Someone wrote to me today that I could have made a good lawyer. The source is highly credible, authentic and reliable. I have no reason to doubt it because in the past I studied law for one semester, read the Indian Penal Code and the Law of Torts, ranked 11th in the university examination and never renewed my registration.
Whatever the reasons – I have never regretted that choice and I do not want to offend my law-loving friends, so I focus on the idea behind the title of this note.
While I smiled at my friend’s comment about being a good lawyer, I also remembered a couple of others. Sometimes I realized or sometimes observers told me that I could have made a good this and a good that.
And I suspect that I am also fairly good at my current job. Al least I enjoy it.
What would I have made? A Lawyer, a story teller, a counselor, a cook, and more… so many options were standing before me at the tender age when I chose (or rejected) the discipline(s).
What’s important is not to KNOW PRECISELY what I can study because of the traits I possess, but it is about evolving into who I love to BE. And let me not be too starry-eyed, because sometimes what we become is a product of our circumstances, the influence of people around us, our capability to envision at that time, and so much more. So, instead of studying literature, or psychology, I end up being a business major.
That way, while reading today’s precious mail, I wondered if we do not continue to act like stem cells through at least some part of our life.
A Stem Cell is capable of evolving into a cell for highly specialized organs of our body – and likewise, we are capable of evolving into any/several of multiple possible professional roles. In fact it is possible to enrich our lead professional role by adding to it the qualities of alternative professions – something that the stem cell cannot do once it chooses the organ. Like a cell in lever cannot work like a cell in an eye, I suppose. Also, a stem cell has some constrain on time or size when the promise of specialization disappears. In our life, the promise lives as long as we do.
Only thing is, we need to remember that we are a human stem cell and not the one of a machine, a monster, or a race horse or a terminator and so on… I hope I remember!

▶ **Saved entries**:
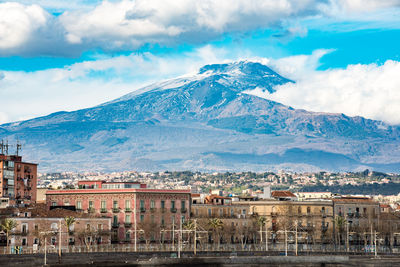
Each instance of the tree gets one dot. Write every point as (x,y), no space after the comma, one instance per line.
(69,222)
(8,225)
(216,225)
(339,224)
(261,221)
(189,225)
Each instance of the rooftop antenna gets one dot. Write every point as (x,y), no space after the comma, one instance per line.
(19,146)
(6,146)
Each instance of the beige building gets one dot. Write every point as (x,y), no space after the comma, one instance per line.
(313,220)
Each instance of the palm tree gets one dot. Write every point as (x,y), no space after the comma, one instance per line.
(8,225)
(340,223)
(261,221)
(189,225)
(216,225)
(69,222)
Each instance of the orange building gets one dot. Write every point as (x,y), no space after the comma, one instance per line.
(18,179)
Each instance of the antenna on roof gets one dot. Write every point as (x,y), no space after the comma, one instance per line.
(19,147)
(6,146)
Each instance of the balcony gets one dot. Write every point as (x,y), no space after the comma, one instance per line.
(91,210)
(115,210)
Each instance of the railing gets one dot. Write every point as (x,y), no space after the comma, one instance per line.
(277,248)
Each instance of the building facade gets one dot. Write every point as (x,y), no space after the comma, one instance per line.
(18,179)
(148,213)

▶ **About this task**:
Please retype the passage of the note above, beginning at the words "Whatever the reasons" and stopping after "of this note.".

▶ **Exercise answer**:
Whatever the reasons – I have never regretted that choice and I do not want to offend my law-loving friends, so I focus on the idea behind the title of this note.